**Short task:**
Locate each line in the items below that contains the string "points", treating uppercase and lowercase as distinct, and copy every such line.

━━━ Supplied entries

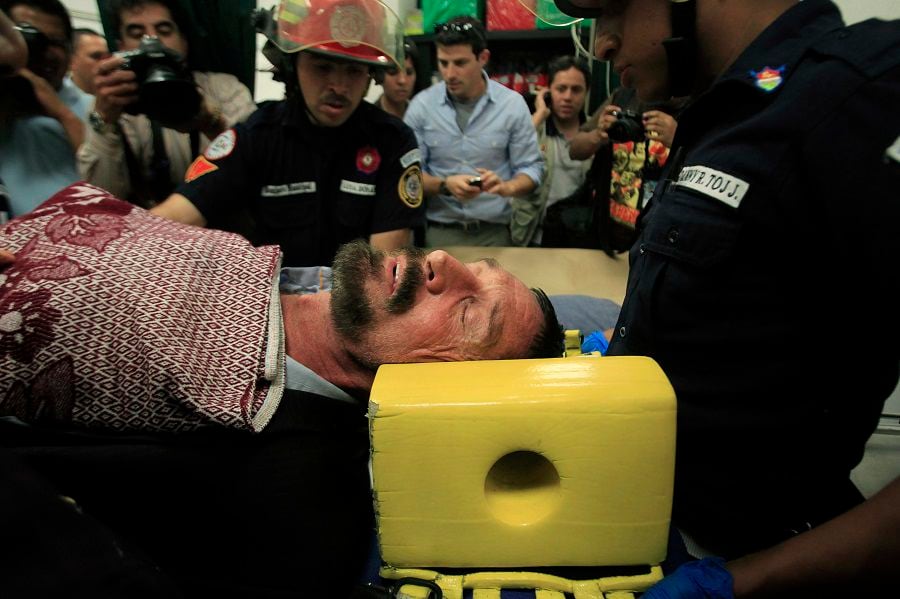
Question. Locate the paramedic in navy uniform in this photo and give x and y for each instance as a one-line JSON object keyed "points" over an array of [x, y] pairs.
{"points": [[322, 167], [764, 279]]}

━━━━━━
━━━ Supplied entries

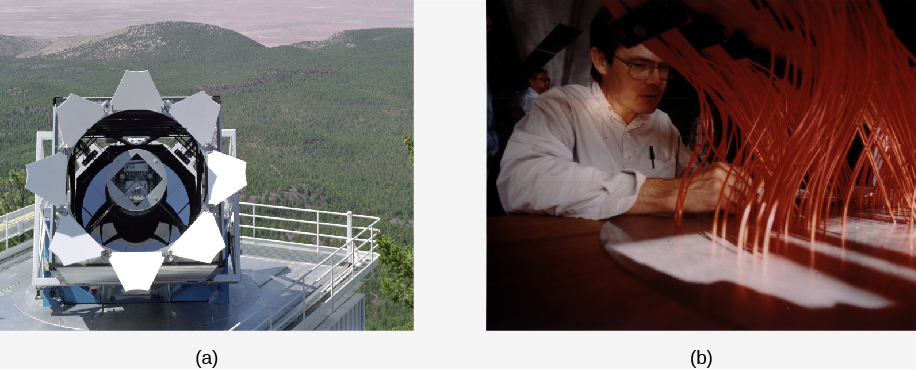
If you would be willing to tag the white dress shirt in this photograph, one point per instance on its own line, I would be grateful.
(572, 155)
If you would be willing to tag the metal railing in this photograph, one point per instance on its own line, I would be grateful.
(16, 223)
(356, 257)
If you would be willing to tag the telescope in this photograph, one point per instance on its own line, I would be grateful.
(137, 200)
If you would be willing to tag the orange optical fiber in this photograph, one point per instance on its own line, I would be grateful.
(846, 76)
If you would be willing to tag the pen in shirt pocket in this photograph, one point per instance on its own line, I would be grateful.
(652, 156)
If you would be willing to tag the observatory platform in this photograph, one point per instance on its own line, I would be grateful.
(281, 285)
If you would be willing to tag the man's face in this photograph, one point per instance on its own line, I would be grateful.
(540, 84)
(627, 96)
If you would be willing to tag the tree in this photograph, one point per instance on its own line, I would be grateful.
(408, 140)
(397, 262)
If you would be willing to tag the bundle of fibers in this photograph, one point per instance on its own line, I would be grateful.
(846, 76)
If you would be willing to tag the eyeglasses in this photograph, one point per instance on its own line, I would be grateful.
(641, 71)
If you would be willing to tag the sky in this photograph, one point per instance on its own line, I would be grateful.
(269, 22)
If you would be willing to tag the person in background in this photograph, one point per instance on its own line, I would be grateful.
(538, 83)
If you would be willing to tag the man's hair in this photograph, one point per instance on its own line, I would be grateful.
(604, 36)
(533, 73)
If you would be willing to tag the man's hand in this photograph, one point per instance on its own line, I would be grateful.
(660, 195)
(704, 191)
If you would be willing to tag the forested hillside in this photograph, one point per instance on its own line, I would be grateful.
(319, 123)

━━━━━━
━━━ Supplied entries

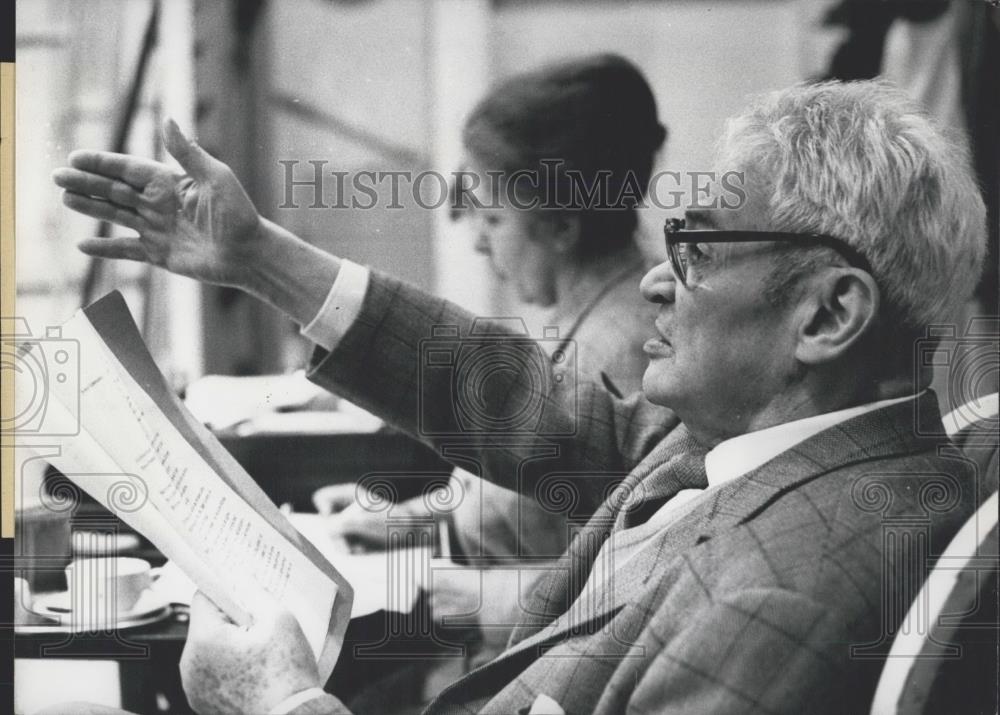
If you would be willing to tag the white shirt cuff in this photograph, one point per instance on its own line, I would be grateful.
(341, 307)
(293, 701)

━━━━━━

**Worked solution:**
Question. Locate the paramedic in navy uniform in this photo and give x and y for each instance as a one-line JSON object keyed "points" over an array of [x, y] pairs.
{"points": [[322, 167], [764, 279]]}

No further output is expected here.